> **AIM OF THE TASK**
Identify, in the records below, every line where the string "segment" appears, and copy each such line.

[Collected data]
--- START ---
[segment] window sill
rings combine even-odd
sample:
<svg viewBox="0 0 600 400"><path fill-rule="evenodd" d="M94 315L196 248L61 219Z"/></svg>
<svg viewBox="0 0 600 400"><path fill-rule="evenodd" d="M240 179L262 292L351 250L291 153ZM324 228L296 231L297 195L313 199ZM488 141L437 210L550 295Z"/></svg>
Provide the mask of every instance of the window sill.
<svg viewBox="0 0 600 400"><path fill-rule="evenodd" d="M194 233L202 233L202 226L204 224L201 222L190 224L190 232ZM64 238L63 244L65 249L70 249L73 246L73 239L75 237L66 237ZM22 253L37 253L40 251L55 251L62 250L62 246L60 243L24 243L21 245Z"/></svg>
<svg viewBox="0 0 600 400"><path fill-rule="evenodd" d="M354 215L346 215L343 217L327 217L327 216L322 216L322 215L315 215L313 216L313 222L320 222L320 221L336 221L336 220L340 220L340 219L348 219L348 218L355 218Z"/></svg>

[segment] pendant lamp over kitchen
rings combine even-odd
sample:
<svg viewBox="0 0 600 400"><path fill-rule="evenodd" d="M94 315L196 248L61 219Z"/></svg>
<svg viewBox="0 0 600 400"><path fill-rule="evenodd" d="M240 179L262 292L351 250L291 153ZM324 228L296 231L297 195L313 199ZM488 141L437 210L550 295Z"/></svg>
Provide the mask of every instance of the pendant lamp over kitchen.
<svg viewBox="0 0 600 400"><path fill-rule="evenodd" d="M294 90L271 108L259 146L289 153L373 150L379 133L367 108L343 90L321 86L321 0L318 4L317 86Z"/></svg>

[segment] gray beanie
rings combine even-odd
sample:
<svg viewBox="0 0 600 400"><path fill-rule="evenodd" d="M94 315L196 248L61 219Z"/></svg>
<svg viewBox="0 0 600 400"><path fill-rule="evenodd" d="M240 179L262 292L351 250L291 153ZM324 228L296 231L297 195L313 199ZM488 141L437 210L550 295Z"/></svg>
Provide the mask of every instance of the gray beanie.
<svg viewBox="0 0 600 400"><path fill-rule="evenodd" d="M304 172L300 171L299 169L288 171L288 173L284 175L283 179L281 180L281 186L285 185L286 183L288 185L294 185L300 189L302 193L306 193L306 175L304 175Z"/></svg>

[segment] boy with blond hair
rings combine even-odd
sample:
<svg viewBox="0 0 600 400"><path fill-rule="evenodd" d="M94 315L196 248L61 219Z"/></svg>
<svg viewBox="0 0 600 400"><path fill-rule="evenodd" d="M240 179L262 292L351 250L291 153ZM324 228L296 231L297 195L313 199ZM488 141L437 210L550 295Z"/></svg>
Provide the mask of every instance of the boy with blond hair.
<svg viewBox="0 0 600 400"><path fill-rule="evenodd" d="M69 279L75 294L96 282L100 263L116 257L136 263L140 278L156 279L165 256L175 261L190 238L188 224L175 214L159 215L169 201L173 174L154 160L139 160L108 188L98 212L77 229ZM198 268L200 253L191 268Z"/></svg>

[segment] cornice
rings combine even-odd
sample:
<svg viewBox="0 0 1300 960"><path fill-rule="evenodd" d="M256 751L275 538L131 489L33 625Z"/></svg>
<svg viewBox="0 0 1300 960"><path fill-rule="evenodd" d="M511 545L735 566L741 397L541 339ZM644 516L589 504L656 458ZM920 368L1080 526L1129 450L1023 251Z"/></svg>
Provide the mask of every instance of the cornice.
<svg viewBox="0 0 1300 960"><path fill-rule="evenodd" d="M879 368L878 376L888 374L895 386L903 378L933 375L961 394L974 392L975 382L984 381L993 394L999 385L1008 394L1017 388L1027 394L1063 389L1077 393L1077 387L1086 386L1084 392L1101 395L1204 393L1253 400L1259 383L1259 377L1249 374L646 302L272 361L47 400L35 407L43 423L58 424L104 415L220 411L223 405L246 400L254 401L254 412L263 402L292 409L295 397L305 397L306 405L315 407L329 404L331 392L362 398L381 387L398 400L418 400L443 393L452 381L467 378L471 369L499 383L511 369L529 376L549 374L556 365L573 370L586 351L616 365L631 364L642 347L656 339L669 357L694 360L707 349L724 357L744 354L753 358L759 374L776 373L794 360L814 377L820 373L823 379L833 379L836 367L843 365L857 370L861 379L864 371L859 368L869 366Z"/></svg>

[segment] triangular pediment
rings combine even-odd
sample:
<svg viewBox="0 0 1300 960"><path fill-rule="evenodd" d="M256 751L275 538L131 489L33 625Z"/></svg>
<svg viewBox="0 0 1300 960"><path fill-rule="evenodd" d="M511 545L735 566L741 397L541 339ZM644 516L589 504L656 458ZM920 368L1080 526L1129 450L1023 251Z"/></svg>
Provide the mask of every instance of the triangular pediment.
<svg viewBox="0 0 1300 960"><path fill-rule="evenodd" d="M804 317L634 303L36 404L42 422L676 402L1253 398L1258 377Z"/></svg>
--- END ---
> **EXERCISE RESULT**
[segment] window sill
[segment] pendant lamp over kitchen
[segment] gray beanie
[segment] boy with blond hair
[segment] cornice
[segment] triangular pediment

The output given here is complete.